Copy the line with "of the distant" and all lines following it through the last line of the entries, exactly as written.

## Dataset excerpts
>> BEGIN

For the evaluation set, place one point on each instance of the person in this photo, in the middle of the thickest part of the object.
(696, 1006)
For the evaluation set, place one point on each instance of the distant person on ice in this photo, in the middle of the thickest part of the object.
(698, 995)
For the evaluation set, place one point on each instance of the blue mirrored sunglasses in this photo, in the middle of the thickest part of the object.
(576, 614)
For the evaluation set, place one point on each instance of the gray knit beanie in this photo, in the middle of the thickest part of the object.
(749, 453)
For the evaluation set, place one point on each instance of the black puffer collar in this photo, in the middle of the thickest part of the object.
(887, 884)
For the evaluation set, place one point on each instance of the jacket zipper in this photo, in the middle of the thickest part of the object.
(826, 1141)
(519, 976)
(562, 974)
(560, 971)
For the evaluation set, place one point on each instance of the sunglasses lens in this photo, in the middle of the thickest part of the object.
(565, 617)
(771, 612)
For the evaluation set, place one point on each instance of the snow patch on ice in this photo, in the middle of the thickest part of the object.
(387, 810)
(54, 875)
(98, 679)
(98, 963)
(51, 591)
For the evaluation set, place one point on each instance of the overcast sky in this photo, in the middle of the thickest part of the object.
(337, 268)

>> END

## Full response
For the evaluation set, place one point on each instance of the distant person on ice in this photo, in the middle of the thickest part of the object.
(698, 995)
For the evaluation set, place one point on each instance of the blue mirrored sunglasses in this photo, in the middle of the thickest part of the object.
(576, 614)
For the evaluation set, place one point on each instance of the gray knit beanie in this photo, in the middle of the thickest part of the object.
(749, 453)
For the evaluation set, place one point on each instance of the black puffer collar in this photo, in the middle of the thickest part of the object.
(887, 884)
For the evaluation set, place one point on each instance of the jacket zipper in this photo, in the middle of the thickest part of the object.
(826, 1141)
(519, 976)
(562, 974)
(560, 971)
For the evaluation set, place one point on each instance of the sunglasses lens in this photo, in the middle of the thickest part of the object.
(565, 617)
(771, 612)
For the evaluation set, place one point on each instance of the snow patch on ice in this photo, in the middle of the thickest part of the object.
(387, 810)
(54, 875)
(98, 679)
(98, 963)
(51, 591)
For the evaluation set, place one point on each instance of the overcast sky in this photo, in the middle of the thickest part of the object.
(337, 268)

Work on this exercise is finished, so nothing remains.